- Reading passage
He then headed off to the Berklee College of Music in the early 1980s where he met Rick Dillon from Woodstock, N.Y. 

At college, the two soon realized they shared a love for country, folk, rock, New Orleans jazz, and “anything Americana with a good beat and harmony,” said Larkin.  

They played together for many years – starting in a band called “The Smoking Section,” a rocking roadhouse band featuring the drums and vocals by Larkin, guitar and vocals of Dillon, and a young singer Susan Tedeschi, who went on to be Grammy-nominated blues artist – often playing in the old Francis Café on Frairy Street, now restaurant – but then went their separate ways.

Throughout his career, Larkin has performed on the Boston Blues scene with Rick Russell, Racky Thomas Band, Hot Tamale Brass Band, Second Hand Smoke, Scary Wagon and a few special sets with Bo Diddley, Elvin Bishop, and John Lee Hooker, to name a few.

In 1996, Larkin was chosen as Drummer of the Year by The Boston Blues Society, and was given a special Recognition Award for Excellence in the Arts by Mayor Tom Menino in Boston.

- Data records
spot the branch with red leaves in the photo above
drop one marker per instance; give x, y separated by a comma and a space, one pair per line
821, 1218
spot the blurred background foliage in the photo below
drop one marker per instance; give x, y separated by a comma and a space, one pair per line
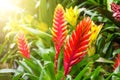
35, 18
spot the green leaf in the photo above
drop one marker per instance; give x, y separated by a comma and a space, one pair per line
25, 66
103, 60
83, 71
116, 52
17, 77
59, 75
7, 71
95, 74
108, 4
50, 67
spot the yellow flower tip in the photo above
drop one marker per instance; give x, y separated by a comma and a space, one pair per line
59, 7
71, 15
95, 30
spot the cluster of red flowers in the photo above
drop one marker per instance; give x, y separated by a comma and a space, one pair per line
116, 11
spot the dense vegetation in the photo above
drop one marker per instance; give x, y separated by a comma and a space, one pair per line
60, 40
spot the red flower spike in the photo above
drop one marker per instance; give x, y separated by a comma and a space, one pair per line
* * *
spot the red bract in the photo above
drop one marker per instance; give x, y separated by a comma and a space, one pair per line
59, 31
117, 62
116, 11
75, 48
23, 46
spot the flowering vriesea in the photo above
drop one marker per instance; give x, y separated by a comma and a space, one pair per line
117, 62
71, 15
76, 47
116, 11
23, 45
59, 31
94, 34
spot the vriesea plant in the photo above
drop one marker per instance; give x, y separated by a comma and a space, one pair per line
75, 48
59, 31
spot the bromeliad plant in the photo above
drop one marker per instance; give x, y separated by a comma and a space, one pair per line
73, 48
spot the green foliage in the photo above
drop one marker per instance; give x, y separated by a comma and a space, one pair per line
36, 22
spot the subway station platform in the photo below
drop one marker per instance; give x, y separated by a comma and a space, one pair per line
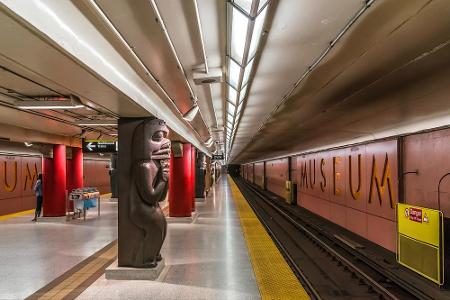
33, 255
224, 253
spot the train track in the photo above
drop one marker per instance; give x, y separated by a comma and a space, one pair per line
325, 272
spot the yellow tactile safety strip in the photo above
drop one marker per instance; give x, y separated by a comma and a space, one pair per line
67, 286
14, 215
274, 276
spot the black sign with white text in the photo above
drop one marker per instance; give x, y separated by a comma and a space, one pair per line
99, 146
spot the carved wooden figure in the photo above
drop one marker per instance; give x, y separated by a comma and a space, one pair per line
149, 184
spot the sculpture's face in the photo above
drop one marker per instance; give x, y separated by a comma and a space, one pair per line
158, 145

- What you should do
According to the passage about Larkin's music career, what did The Boston Blues Society choose Larkin as in 1996?

- Task answer
Drummer of the Year